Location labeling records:
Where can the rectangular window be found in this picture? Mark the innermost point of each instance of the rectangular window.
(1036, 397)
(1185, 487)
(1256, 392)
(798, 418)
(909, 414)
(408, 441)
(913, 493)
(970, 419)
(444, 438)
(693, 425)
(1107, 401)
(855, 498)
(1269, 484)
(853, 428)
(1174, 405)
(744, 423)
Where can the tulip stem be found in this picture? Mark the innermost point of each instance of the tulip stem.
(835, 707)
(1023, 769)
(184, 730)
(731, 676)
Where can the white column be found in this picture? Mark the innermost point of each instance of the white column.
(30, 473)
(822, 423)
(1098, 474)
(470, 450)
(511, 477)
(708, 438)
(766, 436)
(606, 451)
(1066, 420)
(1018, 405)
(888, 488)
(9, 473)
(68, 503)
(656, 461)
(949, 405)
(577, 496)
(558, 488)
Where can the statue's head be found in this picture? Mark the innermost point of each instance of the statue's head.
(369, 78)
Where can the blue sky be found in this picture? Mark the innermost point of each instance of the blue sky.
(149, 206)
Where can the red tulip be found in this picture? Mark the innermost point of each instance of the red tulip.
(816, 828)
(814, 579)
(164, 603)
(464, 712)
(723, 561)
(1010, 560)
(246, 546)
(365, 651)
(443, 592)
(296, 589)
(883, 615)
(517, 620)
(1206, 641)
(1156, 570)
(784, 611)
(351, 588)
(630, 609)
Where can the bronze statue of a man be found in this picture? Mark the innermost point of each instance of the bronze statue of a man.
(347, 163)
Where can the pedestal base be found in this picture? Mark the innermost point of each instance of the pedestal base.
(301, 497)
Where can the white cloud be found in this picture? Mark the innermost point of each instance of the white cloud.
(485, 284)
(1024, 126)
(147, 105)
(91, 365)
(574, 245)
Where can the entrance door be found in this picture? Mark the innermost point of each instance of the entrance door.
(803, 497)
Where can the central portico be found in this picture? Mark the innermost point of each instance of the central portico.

> _Exercise brief_
Using the material above, print every entry exactly as written.

> _Answer to the exercise_
Where can the rectangular window be found in this picture? Mark the innermost point of each instance of the rectangular window.
(1036, 397)
(1185, 487)
(1256, 392)
(798, 418)
(909, 414)
(408, 441)
(913, 493)
(970, 419)
(444, 438)
(693, 425)
(1107, 401)
(855, 498)
(1269, 484)
(853, 428)
(1174, 405)
(744, 423)
Where can the tulip stem be found in this picture? Mark the innermost point of each instance of the tulip stem.
(835, 707)
(1023, 769)
(184, 730)
(731, 676)
Where can the white column be found in this picture? Mark the innermost point of each instance of the white column.
(30, 473)
(822, 423)
(1098, 474)
(470, 450)
(511, 477)
(708, 438)
(766, 436)
(606, 451)
(1066, 420)
(1018, 405)
(888, 488)
(9, 473)
(68, 503)
(656, 461)
(949, 405)
(577, 496)
(558, 488)
Where can the statue's head be found in this picture? Mark the innermost point of each instance of the statue's head.
(369, 78)
Where can the blue sky be found in this picture? Mark the innermost point of each instance of the blue sky.
(149, 206)
Where can the red tulip be found in this picture? Mark the innermost point of each instance of the red tulip.
(816, 828)
(814, 579)
(164, 603)
(464, 712)
(723, 561)
(1010, 560)
(246, 546)
(365, 651)
(443, 592)
(296, 589)
(883, 615)
(517, 620)
(1206, 641)
(1156, 570)
(784, 611)
(351, 588)
(630, 609)
Where can the bronze statue of a man be found in this picture? Mark the innermost point of each instance of the bronze statue of a man.
(347, 163)
Where can the pedestal base be found in this picture? Mark the innermost point of each instance of the pedestal base.
(301, 497)
Where can the white cloud be found in this picture? Mark the innermost point of each instance of the white cloud.
(485, 284)
(1024, 126)
(147, 105)
(91, 365)
(574, 245)
Where can the entrance door be found in this picture? Mark the innermost point of each instance of the entrance door.
(803, 497)
Where can the central portico be found in this picture? Mark the innermost point of each instance of the central portico.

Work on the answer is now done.